(A block of data)
[start]

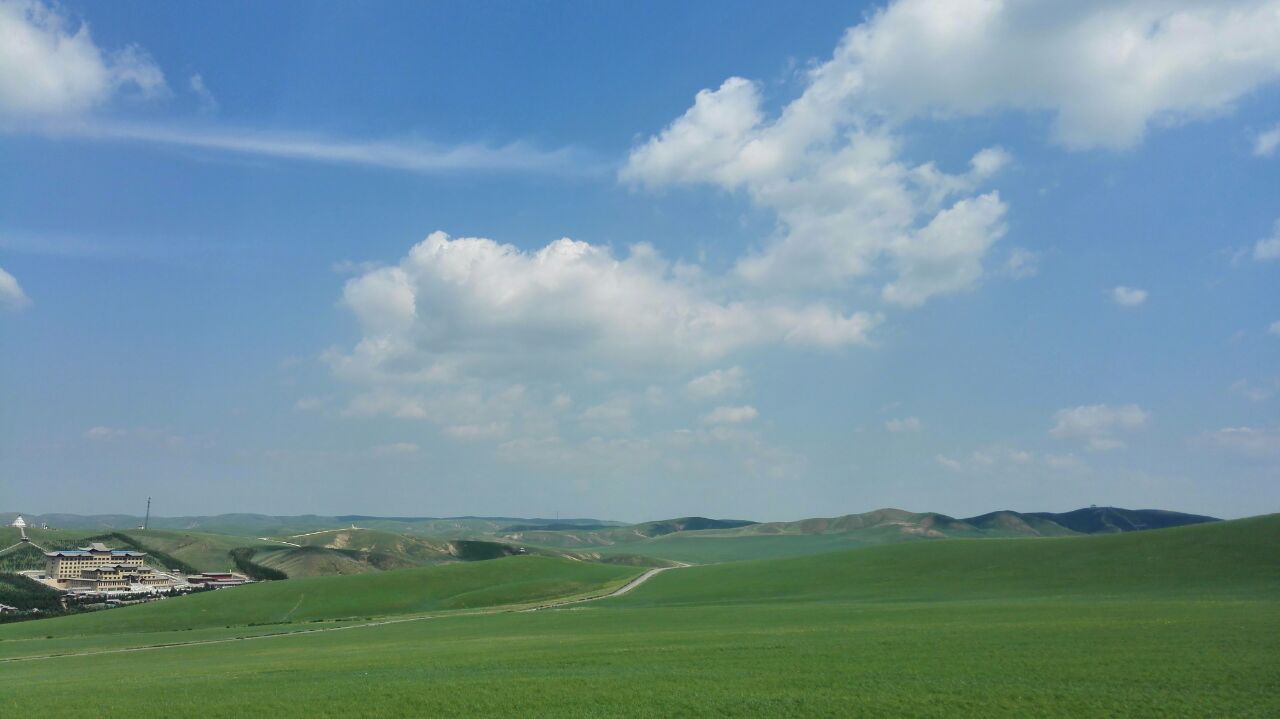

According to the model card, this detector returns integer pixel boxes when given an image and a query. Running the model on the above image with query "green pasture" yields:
[0,517,1280,719]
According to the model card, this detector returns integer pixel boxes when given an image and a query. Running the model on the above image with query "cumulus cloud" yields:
[1253,220,1280,262]
[703,404,760,425]
[1001,247,1041,280]
[884,417,924,432]
[0,267,31,312]
[620,75,1009,306]
[1253,125,1280,157]
[824,0,1280,147]
[685,367,746,399]
[620,0,1280,306]
[1111,285,1147,307]
[0,0,166,118]
[330,233,878,383]
[1231,380,1280,402]
[1048,404,1149,452]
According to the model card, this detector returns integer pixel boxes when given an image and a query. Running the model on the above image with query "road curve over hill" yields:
[521,562,689,612]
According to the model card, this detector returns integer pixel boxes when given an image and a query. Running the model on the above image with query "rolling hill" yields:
[0,557,639,640]
[488,507,1216,563]
[0,516,1280,719]
[608,514,1280,606]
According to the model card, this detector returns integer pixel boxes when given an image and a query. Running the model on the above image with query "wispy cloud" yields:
[15,120,603,175]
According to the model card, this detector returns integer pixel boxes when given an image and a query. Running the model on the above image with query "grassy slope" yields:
[122,530,278,572]
[611,514,1280,605]
[0,557,636,640]
[0,517,1280,719]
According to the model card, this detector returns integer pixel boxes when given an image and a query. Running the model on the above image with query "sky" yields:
[0,0,1280,521]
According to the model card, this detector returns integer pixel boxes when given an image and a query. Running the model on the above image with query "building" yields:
[65,564,173,592]
[45,542,174,592]
[45,542,147,585]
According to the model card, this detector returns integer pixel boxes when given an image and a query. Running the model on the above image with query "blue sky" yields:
[0,0,1280,519]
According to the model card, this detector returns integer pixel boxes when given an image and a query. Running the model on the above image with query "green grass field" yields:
[0,516,1280,718]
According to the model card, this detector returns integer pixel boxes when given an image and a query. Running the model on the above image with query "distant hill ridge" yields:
[0,507,1219,548]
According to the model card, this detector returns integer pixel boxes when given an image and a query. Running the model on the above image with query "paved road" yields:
[521,563,689,612]
[0,563,689,664]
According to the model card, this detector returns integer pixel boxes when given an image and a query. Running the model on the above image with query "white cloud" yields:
[328,233,878,396]
[26,120,595,174]
[1253,220,1280,262]
[620,0,1280,306]
[1111,285,1147,307]
[884,417,924,432]
[820,0,1280,147]
[1253,125,1280,157]
[1001,247,1041,280]
[1231,380,1280,402]
[620,75,1009,306]
[1050,404,1151,452]
[933,446,1070,473]
[579,397,631,432]
[1207,427,1280,455]
[0,0,166,118]
[369,441,419,457]
[444,422,507,440]
[703,404,760,425]
[84,425,188,449]
[0,267,31,311]
[685,367,746,399]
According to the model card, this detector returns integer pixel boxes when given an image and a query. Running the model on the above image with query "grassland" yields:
[0,557,639,640]
[0,517,1280,718]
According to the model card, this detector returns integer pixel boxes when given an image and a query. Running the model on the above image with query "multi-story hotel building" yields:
[45,542,172,591]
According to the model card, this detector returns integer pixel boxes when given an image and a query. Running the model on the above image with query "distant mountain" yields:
[502,507,1217,554]
[1027,507,1220,535]
[0,512,625,539]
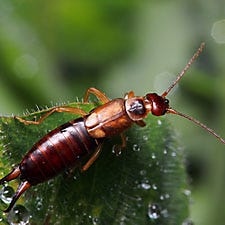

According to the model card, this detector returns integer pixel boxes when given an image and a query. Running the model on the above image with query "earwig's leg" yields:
[0,166,21,184]
[120,133,127,148]
[81,142,103,172]
[135,120,146,127]
[124,91,134,99]
[14,107,87,125]
[113,133,127,155]
[4,181,31,213]
[84,87,110,104]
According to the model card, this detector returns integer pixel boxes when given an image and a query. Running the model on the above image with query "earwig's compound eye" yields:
[128,100,146,115]
[146,93,169,116]
[164,98,170,104]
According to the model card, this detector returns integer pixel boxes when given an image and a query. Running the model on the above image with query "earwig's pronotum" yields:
[0,43,225,212]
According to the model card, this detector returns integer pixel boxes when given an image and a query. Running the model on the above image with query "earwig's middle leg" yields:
[113,133,127,155]
[14,107,87,125]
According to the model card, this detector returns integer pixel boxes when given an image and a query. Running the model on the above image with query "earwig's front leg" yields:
[84,87,110,104]
[14,106,87,125]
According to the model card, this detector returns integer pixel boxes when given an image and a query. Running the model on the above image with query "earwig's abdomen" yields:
[19,118,98,185]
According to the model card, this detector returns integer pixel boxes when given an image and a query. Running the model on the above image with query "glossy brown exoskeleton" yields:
[0,43,225,212]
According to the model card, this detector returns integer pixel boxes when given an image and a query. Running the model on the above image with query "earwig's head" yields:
[145,93,169,116]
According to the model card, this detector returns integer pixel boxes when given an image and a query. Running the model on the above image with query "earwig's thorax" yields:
[145,93,169,116]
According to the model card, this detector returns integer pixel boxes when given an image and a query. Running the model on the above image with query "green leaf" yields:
[0,103,189,225]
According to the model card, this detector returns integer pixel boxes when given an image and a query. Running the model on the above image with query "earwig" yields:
[0,43,225,212]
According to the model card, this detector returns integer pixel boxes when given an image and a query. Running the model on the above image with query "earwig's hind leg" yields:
[84,87,110,104]
[81,142,103,172]
[124,91,134,99]
[135,120,146,127]
[4,181,31,213]
[14,107,87,125]
[0,166,21,184]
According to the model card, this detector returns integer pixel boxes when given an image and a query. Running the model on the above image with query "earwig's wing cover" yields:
[0,104,189,225]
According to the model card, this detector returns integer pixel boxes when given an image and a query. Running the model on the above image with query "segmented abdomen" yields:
[20,118,98,185]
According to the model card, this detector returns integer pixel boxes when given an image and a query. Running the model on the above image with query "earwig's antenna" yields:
[158,42,225,144]
[161,42,205,97]
[167,108,225,144]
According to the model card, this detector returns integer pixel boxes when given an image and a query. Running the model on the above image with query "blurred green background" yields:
[0,0,225,225]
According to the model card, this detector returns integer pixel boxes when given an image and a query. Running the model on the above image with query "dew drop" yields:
[8,205,30,225]
[152,153,156,159]
[133,144,141,152]
[140,170,147,176]
[112,145,122,156]
[171,152,177,157]
[92,217,99,225]
[141,183,151,190]
[143,135,148,141]
[152,184,158,190]
[0,186,14,204]
[148,203,160,220]
[157,120,162,126]
[184,189,191,196]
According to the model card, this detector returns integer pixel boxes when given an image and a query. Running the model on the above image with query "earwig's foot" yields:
[4,181,31,213]
[112,144,123,156]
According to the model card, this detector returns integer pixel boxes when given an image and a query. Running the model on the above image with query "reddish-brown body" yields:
[19,118,98,185]
[0,44,225,212]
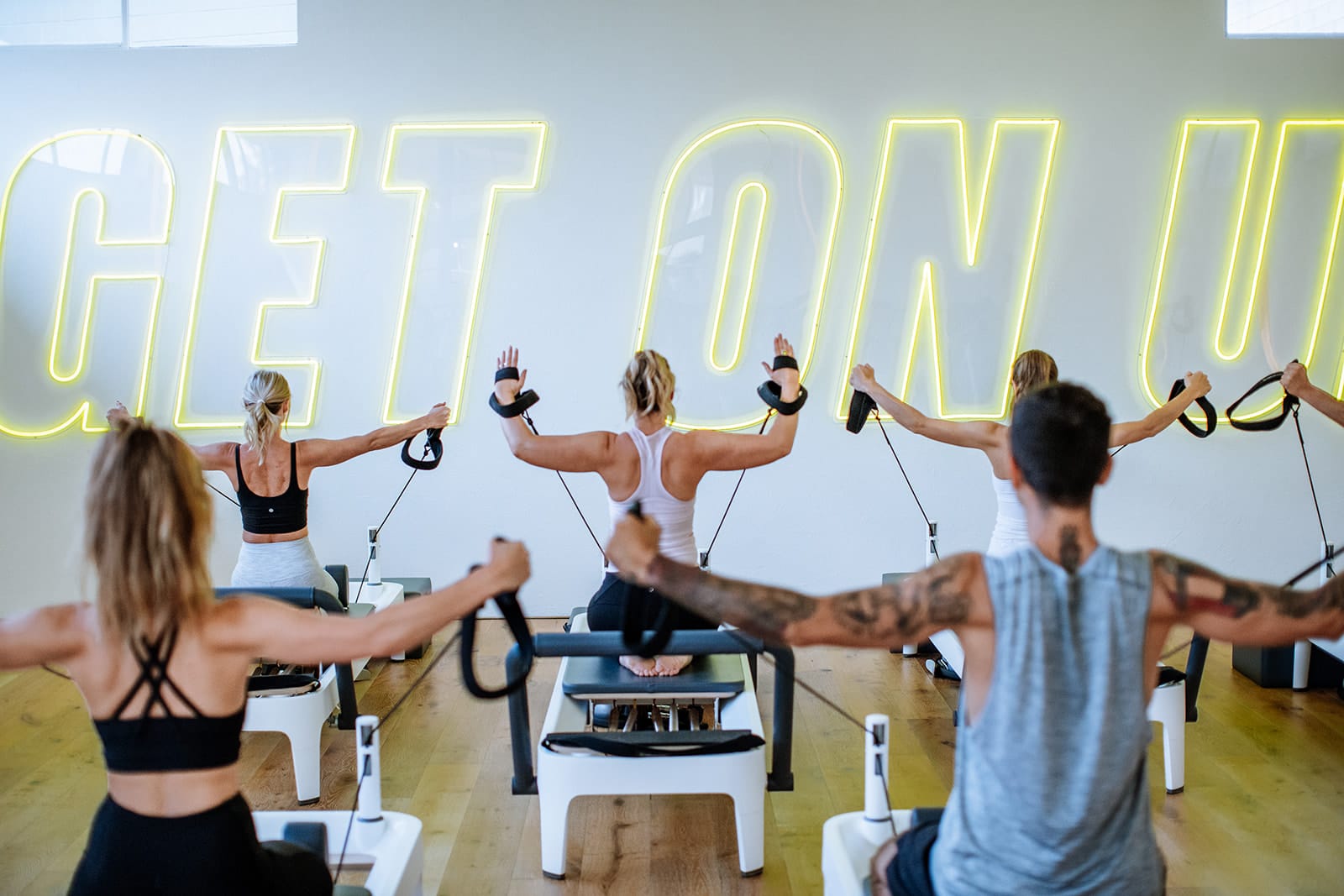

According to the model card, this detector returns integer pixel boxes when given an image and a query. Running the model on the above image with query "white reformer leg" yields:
[253,716,425,896]
[536,614,766,878]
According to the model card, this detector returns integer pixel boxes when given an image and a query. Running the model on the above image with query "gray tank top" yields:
[930,545,1165,896]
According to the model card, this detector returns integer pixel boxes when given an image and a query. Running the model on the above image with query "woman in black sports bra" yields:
[108,371,449,595]
[0,419,528,896]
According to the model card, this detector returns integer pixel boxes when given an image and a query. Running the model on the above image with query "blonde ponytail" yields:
[244,371,289,464]
[621,348,676,421]
[1008,348,1059,414]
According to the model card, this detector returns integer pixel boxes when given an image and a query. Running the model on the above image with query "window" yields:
[1227,0,1344,38]
[0,0,298,47]
[0,0,121,45]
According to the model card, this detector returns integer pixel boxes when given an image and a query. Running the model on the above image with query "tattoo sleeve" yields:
[649,555,817,643]
[1153,553,1344,619]
[649,556,970,645]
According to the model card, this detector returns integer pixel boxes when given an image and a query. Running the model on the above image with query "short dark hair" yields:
[1010,383,1110,508]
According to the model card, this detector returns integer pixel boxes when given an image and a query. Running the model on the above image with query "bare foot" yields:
[621,657,659,677]
[654,656,690,676]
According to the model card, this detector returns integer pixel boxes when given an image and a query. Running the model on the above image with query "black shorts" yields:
[589,572,719,631]
[887,818,938,896]
[70,794,332,896]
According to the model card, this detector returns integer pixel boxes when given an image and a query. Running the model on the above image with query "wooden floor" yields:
[0,622,1344,894]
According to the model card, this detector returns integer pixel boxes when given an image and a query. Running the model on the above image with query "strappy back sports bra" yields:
[234,442,307,535]
[92,629,247,773]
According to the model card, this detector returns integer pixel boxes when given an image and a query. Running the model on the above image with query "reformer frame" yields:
[504,630,795,795]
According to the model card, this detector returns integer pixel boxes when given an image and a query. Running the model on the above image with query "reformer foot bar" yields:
[506,612,795,878]
[253,716,425,896]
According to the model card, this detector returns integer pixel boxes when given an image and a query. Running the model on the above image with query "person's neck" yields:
[634,411,667,435]
[1021,495,1097,572]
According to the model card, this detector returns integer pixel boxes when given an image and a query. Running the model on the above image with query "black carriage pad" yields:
[542,728,764,759]
[560,654,746,699]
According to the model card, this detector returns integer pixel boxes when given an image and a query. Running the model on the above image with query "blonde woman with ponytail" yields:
[108,371,449,595]
[495,336,798,676]
[0,414,529,896]
[849,348,1210,556]
[849,348,1210,679]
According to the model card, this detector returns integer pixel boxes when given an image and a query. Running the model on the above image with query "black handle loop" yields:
[402,427,444,470]
[1227,371,1299,432]
[621,501,674,659]
[1167,379,1218,439]
[459,564,536,700]
[757,380,808,417]
[491,390,542,419]
[844,391,878,435]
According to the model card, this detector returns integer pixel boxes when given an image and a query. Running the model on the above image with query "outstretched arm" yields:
[495,345,617,473]
[1282,361,1344,426]
[688,333,801,470]
[849,364,1005,453]
[1110,371,1210,448]
[211,542,531,663]
[298,401,452,468]
[108,401,237,478]
[1152,551,1344,646]
[0,603,87,669]
[606,516,992,647]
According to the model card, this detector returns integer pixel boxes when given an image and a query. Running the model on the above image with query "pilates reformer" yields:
[253,713,425,896]
[507,610,793,878]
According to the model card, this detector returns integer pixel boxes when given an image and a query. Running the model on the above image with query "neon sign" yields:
[0,117,1344,438]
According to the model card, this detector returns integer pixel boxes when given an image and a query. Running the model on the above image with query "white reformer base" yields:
[253,809,425,896]
[244,579,406,804]
[536,614,766,878]
[930,630,1185,794]
[253,716,425,896]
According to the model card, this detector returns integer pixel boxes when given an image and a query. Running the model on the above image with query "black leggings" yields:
[589,572,719,631]
[70,794,332,896]
[887,818,938,896]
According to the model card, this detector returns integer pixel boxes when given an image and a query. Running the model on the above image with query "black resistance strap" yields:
[332,565,535,880]
[351,428,444,603]
[1227,371,1299,432]
[459,583,536,700]
[844,402,942,560]
[491,367,606,564]
[1166,379,1218,438]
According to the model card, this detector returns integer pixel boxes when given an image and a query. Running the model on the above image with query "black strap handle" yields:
[402,428,444,470]
[844,391,878,434]
[757,354,808,417]
[459,565,536,700]
[491,367,542,419]
[1167,379,1218,439]
[1227,371,1299,432]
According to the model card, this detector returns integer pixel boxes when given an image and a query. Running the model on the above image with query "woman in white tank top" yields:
[495,336,798,676]
[849,348,1208,556]
[849,348,1208,679]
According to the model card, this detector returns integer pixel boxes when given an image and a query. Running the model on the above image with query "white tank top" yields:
[607,426,699,571]
[985,473,1031,558]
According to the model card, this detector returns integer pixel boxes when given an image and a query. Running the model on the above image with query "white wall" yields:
[0,0,1344,614]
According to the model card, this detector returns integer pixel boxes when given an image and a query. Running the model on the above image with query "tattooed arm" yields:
[607,517,993,647]
[1152,551,1344,646]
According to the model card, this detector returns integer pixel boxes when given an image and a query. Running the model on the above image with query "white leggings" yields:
[231,536,338,598]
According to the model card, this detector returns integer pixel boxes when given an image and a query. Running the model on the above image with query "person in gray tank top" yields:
[606,383,1344,896]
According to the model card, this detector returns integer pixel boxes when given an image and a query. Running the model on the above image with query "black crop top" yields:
[234,442,307,535]
[92,629,247,773]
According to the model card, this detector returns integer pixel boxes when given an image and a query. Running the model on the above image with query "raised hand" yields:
[421,401,453,430]
[1279,361,1312,398]
[1185,371,1212,398]
[605,513,663,584]
[761,333,798,401]
[486,538,533,591]
[495,345,527,405]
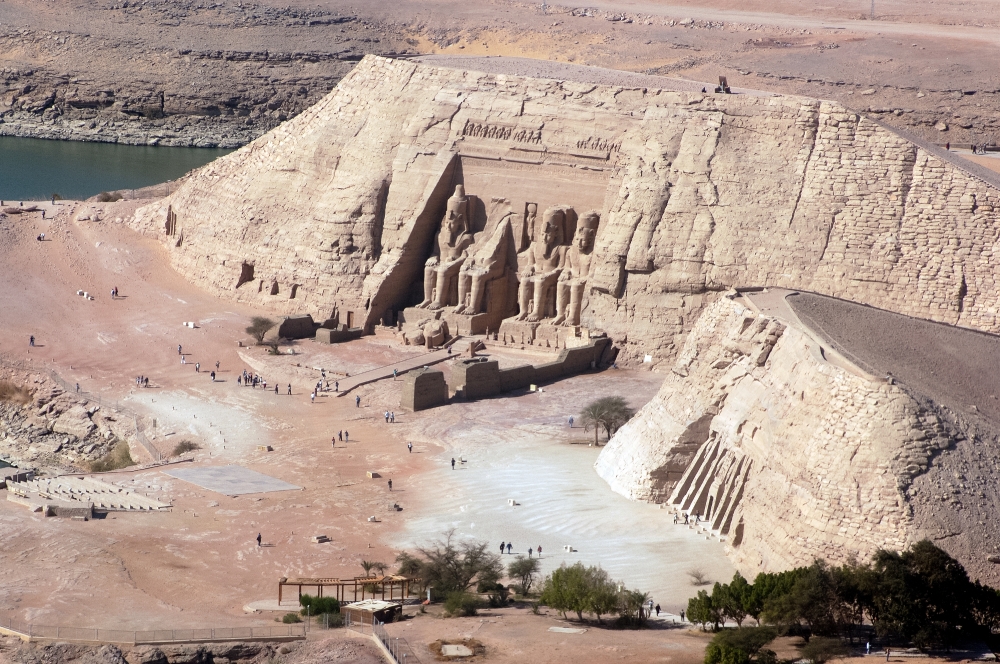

[end]

Edit the entries from the start through the line containing "[1048,404,1149,452]", inclusive, so that "cumulus cloud" becomes "storm cloud" and all else stays the same. Leave the pictures out.

Expected answer>
According to the model card, this detector returns integer pixel boxes when given an image and a query. Running the model on the above image with query "green pasture" yields:
[0,517,1280,719]
According to the model card, this detector returns integer pixel boxes when given an image and a query. Running the model on the above image with query "storm cloud" yields:
[1253,220,1280,262]
[703,404,760,425]
[1001,247,1041,280]
[884,417,924,432]
[0,267,31,312]
[620,75,1009,306]
[1253,125,1280,157]
[824,0,1280,147]
[685,367,746,399]
[620,0,1280,306]
[1111,285,1147,307]
[0,0,166,118]
[330,233,878,383]
[1231,380,1280,402]
[1048,404,1149,452]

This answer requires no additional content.